DATASET EXTRACT:
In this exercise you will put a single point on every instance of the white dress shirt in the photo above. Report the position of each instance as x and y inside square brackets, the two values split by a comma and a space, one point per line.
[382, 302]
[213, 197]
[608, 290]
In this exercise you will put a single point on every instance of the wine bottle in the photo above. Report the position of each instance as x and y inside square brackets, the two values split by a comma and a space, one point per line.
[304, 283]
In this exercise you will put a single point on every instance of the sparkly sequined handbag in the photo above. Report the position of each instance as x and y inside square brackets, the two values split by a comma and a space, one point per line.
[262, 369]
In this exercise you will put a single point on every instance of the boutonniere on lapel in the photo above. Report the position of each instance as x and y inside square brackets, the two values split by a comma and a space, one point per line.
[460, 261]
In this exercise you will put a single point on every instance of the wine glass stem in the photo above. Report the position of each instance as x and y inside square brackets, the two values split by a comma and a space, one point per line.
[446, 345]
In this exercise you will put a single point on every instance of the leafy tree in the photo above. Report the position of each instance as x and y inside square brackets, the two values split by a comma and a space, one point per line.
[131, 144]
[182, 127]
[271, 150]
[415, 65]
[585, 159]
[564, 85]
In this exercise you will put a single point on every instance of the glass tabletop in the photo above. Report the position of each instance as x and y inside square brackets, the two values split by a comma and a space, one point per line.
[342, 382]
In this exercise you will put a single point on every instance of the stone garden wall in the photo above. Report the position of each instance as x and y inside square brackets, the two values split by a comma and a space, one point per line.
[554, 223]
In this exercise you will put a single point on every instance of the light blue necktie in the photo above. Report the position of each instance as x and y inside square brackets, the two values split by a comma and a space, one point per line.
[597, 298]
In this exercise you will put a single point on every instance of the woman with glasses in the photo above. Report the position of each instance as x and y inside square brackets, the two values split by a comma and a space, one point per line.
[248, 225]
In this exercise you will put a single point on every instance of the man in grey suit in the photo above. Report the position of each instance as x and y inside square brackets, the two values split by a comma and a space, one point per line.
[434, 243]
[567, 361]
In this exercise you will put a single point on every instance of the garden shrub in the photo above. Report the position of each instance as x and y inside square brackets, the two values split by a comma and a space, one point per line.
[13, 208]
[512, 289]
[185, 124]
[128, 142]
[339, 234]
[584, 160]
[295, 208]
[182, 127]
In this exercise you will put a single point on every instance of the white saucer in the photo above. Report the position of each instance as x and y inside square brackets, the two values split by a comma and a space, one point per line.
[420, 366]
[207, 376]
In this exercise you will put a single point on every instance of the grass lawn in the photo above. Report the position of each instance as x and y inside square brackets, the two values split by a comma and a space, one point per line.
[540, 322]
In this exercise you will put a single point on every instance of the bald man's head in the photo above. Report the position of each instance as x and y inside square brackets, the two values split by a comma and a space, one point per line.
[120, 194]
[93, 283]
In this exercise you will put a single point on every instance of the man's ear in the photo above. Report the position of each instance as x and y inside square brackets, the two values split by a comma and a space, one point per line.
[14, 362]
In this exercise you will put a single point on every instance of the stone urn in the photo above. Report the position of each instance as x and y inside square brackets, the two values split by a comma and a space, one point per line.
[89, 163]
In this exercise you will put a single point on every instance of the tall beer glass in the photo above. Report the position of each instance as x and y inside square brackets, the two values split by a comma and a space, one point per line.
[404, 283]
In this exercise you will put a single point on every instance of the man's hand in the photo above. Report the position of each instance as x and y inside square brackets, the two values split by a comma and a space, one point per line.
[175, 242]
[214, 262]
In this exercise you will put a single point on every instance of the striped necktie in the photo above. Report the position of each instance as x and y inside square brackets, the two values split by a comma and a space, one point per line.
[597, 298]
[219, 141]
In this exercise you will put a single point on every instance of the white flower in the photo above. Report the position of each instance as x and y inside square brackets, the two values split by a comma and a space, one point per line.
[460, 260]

* * *

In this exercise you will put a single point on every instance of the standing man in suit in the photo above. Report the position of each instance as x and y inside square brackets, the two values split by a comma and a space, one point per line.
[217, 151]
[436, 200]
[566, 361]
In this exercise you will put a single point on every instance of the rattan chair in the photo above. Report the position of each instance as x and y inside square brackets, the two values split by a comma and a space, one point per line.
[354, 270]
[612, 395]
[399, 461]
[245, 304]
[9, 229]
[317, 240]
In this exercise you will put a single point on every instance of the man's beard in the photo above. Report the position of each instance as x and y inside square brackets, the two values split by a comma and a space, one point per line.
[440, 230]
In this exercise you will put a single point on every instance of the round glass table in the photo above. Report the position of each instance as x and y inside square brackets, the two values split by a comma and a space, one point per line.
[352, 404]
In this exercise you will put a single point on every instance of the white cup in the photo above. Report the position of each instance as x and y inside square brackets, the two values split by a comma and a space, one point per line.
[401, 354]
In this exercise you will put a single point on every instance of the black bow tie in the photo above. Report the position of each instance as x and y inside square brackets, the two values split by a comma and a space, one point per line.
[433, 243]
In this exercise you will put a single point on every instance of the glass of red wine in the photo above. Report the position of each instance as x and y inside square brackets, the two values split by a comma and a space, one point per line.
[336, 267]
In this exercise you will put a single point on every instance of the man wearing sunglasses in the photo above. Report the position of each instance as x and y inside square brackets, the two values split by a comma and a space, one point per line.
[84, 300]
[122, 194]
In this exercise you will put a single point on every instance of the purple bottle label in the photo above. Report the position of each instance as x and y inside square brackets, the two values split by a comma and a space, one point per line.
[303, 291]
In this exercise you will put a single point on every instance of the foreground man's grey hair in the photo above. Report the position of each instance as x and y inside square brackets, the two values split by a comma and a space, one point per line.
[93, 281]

TASK TO COMPLETE: Which lines of the items above contain the word "lawn"? Select each such line and copy it in full.

EXERCISE RESPONSE:
In this exercise you will put a single point on every instance of the grass lawn in the photo above. Report the position of each instance as x and y inside square brackets, the two values split by a comma and a space, one point per line.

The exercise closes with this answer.